→ DATA FOR THIS TASK
________________
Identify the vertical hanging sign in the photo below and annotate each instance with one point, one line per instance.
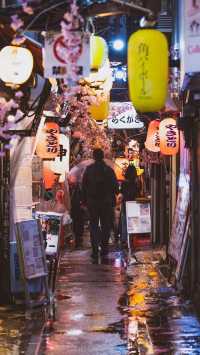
(48, 143)
(190, 37)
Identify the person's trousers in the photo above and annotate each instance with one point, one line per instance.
(101, 221)
(78, 227)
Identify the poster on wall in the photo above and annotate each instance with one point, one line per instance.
(138, 217)
(180, 217)
(190, 37)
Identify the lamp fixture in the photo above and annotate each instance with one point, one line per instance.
(16, 65)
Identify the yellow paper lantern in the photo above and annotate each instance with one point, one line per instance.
(120, 167)
(48, 142)
(16, 65)
(153, 139)
(100, 111)
(169, 137)
(148, 70)
(98, 52)
(49, 177)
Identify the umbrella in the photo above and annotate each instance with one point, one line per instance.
(78, 170)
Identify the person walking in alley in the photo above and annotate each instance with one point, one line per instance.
(99, 187)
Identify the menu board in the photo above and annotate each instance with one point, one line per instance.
(138, 217)
(180, 217)
(31, 249)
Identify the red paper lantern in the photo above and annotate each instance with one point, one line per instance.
(169, 137)
(48, 144)
(153, 140)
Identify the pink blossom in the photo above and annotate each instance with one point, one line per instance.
(28, 9)
(18, 40)
(16, 23)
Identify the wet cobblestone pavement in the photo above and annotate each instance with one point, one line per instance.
(106, 309)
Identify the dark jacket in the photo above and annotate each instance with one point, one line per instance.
(99, 184)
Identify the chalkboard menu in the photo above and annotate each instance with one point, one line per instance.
(31, 249)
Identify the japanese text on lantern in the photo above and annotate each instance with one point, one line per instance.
(143, 51)
(157, 138)
(171, 135)
(52, 140)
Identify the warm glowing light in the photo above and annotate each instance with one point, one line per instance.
(120, 167)
(49, 178)
(98, 52)
(153, 139)
(118, 44)
(48, 141)
(169, 137)
(148, 70)
(61, 163)
(100, 111)
(16, 65)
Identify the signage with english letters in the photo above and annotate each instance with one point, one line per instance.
(123, 116)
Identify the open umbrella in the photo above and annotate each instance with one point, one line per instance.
(78, 170)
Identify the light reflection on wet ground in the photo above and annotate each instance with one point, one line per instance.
(106, 308)
(111, 310)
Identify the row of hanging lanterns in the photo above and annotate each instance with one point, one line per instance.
(163, 137)
(147, 67)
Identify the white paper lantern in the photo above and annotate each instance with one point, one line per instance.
(16, 65)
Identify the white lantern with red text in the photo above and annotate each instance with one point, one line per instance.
(61, 163)
(16, 65)
(153, 140)
(169, 137)
(48, 141)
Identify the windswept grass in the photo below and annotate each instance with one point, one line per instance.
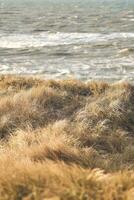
(66, 140)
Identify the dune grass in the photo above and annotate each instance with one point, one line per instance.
(66, 140)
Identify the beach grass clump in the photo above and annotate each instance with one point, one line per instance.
(66, 139)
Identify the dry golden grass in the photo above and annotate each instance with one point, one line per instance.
(66, 140)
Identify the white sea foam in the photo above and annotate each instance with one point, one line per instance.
(55, 39)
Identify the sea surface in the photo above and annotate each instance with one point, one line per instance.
(83, 39)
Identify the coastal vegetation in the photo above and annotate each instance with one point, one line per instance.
(66, 139)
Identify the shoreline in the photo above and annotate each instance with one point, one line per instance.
(66, 139)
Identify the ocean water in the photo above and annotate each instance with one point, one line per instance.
(89, 39)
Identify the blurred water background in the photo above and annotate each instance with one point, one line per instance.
(89, 39)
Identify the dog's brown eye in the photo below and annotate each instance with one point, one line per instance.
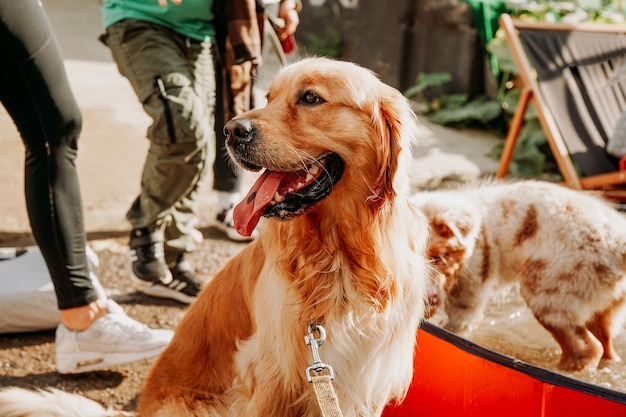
(311, 98)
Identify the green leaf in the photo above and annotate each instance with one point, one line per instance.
(499, 48)
(480, 111)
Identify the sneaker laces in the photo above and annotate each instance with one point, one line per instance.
(122, 321)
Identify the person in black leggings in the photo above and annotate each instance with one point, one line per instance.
(36, 94)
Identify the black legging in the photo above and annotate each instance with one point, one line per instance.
(35, 91)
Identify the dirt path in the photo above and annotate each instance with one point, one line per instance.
(27, 359)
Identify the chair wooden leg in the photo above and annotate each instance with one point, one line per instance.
(513, 134)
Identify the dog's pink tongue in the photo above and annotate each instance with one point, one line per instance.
(248, 212)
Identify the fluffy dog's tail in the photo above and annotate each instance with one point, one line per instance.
(18, 402)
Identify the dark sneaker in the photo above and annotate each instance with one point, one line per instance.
(224, 222)
(184, 286)
(147, 257)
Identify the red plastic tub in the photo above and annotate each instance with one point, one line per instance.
(455, 377)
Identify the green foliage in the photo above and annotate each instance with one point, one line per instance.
(532, 156)
(329, 44)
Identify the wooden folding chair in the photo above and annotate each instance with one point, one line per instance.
(566, 71)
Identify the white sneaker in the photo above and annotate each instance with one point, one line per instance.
(224, 222)
(111, 340)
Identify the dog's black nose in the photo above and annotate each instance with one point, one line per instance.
(239, 130)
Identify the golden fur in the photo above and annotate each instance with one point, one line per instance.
(353, 262)
(566, 249)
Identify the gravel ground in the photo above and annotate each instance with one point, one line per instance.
(27, 359)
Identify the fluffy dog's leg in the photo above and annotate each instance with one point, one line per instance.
(580, 348)
(600, 325)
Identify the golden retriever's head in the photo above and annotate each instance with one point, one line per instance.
(329, 127)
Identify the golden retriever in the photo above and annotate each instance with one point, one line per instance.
(340, 257)
(566, 249)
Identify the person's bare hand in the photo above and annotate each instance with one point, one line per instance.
(163, 3)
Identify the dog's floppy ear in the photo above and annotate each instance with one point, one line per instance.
(395, 125)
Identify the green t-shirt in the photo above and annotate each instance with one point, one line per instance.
(192, 18)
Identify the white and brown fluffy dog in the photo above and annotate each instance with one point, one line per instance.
(341, 248)
(565, 248)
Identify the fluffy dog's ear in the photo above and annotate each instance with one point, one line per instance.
(395, 124)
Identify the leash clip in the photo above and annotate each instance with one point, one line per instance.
(314, 343)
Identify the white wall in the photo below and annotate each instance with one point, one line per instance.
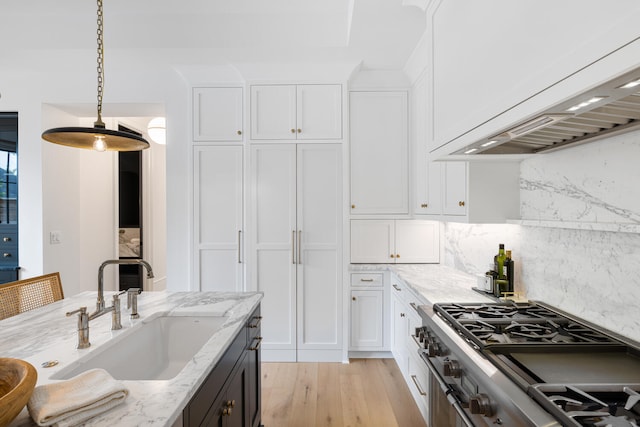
(72, 191)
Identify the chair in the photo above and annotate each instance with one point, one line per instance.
(24, 295)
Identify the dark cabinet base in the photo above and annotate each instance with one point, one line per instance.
(231, 395)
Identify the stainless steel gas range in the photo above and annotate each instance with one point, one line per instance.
(526, 365)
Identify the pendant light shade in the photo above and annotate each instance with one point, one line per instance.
(95, 138)
(98, 137)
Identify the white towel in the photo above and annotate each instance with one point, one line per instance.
(71, 402)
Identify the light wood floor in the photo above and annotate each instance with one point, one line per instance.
(365, 392)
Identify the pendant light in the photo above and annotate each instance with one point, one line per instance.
(96, 138)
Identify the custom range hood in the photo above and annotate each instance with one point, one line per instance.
(609, 109)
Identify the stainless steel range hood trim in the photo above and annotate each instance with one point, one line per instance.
(615, 110)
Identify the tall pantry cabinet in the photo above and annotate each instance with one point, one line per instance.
(296, 223)
(218, 195)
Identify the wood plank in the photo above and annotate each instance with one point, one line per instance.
(329, 409)
(364, 392)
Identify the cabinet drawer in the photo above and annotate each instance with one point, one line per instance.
(9, 256)
(367, 279)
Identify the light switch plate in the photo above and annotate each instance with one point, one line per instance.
(55, 237)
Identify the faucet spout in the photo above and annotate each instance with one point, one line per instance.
(100, 301)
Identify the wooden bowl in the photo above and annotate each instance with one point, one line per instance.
(17, 381)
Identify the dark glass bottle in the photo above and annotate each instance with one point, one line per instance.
(500, 283)
(509, 272)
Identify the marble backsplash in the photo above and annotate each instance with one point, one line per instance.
(592, 274)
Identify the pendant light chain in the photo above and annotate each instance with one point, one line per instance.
(99, 122)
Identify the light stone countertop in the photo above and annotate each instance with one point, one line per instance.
(47, 334)
(433, 282)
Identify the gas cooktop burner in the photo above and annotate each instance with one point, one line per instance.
(497, 311)
(508, 323)
(587, 405)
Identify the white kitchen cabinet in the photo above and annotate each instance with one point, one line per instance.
(394, 241)
(454, 194)
(367, 323)
(379, 152)
(405, 318)
(399, 324)
(296, 112)
(296, 195)
(218, 114)
(218, 226)
(369, 312)
(474, 192)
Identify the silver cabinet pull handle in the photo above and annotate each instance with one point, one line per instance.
(415, 382)
(257, 345)
(293, 247)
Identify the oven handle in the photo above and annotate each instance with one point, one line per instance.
(447, 391)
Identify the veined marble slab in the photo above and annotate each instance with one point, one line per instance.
(47, 334)
(433, 282)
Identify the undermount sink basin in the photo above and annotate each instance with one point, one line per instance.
(17, 381)
(156, 350)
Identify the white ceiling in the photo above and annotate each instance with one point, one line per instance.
(380, 33)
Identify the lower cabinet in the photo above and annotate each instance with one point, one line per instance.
(230, 396)
(405, 319)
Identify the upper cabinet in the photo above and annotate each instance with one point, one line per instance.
(217, 114)
(520, 67)
(379, 152)
(302, 112)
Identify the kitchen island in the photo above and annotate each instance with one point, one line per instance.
(47, 334)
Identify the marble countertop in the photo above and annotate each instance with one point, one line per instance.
(47, 334)
(433, 282)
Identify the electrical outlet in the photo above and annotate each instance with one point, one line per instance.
(55, 237)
________________
→ DIRECTIVE
Find the line that contains "Identify the undermount" in the listing above. Retype it and every line after it up to the last, exactly, and nothing else.

→ REPLY
Identify the undermount sink basin in the photo above and annotate each instance with one point, one line per instance.
(17, 381)
(156, 350)
Identify the white ceiling in the photo above and annotate each instance with one point, one line per instance.
(380, 33)
Identify the lower cabinet in the photo above and annotate each instance with one point, one line per instance.
(230, 396)
(405, 319)
Identify the upper cabinet in the photo above and annotate each instance with one point, one line per instance.
(217, 114)
(520, 67)
(379, 152)
(302, 112)
Identify the kitchen island in the photo above and annotate each instance with one point, one line per instance.
(47, 334)
Identify the marble countertop in the photo above and annotate each instance with one point, one line per instance.
(47, 334)
(433, 282)
Identify the electrical outlet in the photo above and annotate each instance with one point, one line per instance.
(55, 237)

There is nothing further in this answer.